» **Source text**
Howard Dean talking to a conservative kitty-cat.

From the National Review:

….the Left thinks the Right is evil. Granting the exceptions that all generalizations allow for, conservatives believe that those on the left are wrong, while those on the left believe that those on the right are bad. Examples are innumerable. Howard Dean, the former head of the Democratic party, said, “In contradistinction to the Republicans, Democrats don’t believe kids ought to go to bed hungry at night.” Rep. Alan Grayson (D., Fla.), among many similar comments, said, “I want to say a few words about what it means to be a Democrat. It’s very simple: We have a conscience.”

The point is not that there is no hatred for the left to be found on the right – far from it.  But rather, leftist hatred of conservatives is accepted by the mainstream and acceptable from its most public spokespersons.  As the piece goes on to say,

Would mainstream conservative journalists e-mail one another wishes that they could be present while Harry Reid or Nancy Pelosi or Michael Moore died slowly and painfully of a heart attack?

and

Has any spokesman of the Republican party ever said anything analogous about Democrats’ not caring about the suffering of children or not having a conscience?



I’m open to the possibility of someone proving the thesis of this article wrong.  It’s a fair critique to say that the typical reader of the National Review is not going to be sensitive to outlandish statements against liberals by conservatives (including myself).

» **Raw records**
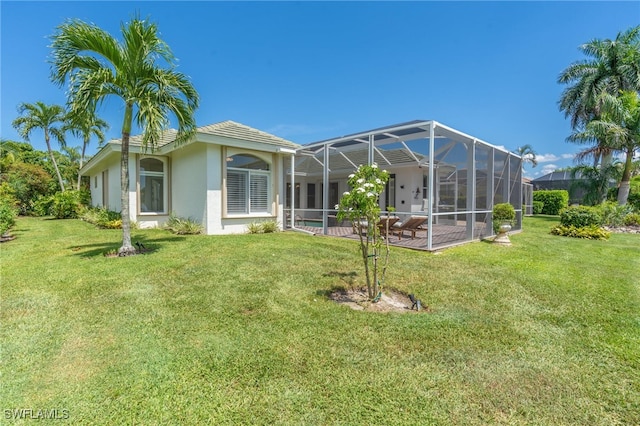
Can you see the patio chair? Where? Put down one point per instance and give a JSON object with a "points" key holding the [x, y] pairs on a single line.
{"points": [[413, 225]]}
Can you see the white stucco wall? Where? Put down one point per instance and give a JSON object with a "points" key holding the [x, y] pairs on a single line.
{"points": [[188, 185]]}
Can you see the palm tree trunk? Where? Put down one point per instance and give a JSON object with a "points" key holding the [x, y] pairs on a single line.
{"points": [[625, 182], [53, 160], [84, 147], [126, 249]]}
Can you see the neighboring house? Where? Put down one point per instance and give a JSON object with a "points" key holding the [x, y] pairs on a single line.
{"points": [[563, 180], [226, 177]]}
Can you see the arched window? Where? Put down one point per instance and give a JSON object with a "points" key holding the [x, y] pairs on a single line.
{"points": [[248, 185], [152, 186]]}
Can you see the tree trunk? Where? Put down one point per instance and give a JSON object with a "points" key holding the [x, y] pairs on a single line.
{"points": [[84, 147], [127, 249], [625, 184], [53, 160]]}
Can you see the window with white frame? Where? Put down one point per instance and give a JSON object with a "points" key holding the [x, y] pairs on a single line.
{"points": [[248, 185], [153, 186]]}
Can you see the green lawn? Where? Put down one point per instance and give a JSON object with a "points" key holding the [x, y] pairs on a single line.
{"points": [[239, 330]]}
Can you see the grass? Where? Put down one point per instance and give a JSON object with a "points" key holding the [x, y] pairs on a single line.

» **Goal 1**
According to the political commentary, which congressman said that being a Democrat means having a conscience?
» **Goal 2**
Repeat the political commentary word for word from "Has any spokesman" to "having a conscience?".
» **Goal 3**
Pick up the political commentary after its final sentence and keep writing.

» **Task response 1**
Rep. Alan Grayson (D., Fla.)

» **Task response 2**
Has any spokesman of the Republican party ever said anything analogous about Democrats’ not caring about the suffering of children or not having a conscience?

» **Task response 3**
But I think the point stands, and it is an interesting one.  The amount of vitriol on the left seems to be reaching newer and newer heights.  This is odd from the set that claims to be more sensitive, tolerant, and open than its opponents.  But it’s also detrimental to our ongoing conversation as a democratic people.

Good government demands that citizens be capable of decent, maybe even virtuous, political discourse.  The less we practice this basic part of civic life, the worse our situation will become.  And while the right certainly has its folks who are harmful to this end – here’s looking at you, Glenn Beck – on the left, the most vile kinds of political hate-mongering seem to be increasingly acceptable from the leaders of America’s left.

To paraphrase Jean Bethke Elshtain – when addressing a different kind of hate – “One cannot effectively critique what one loathes.”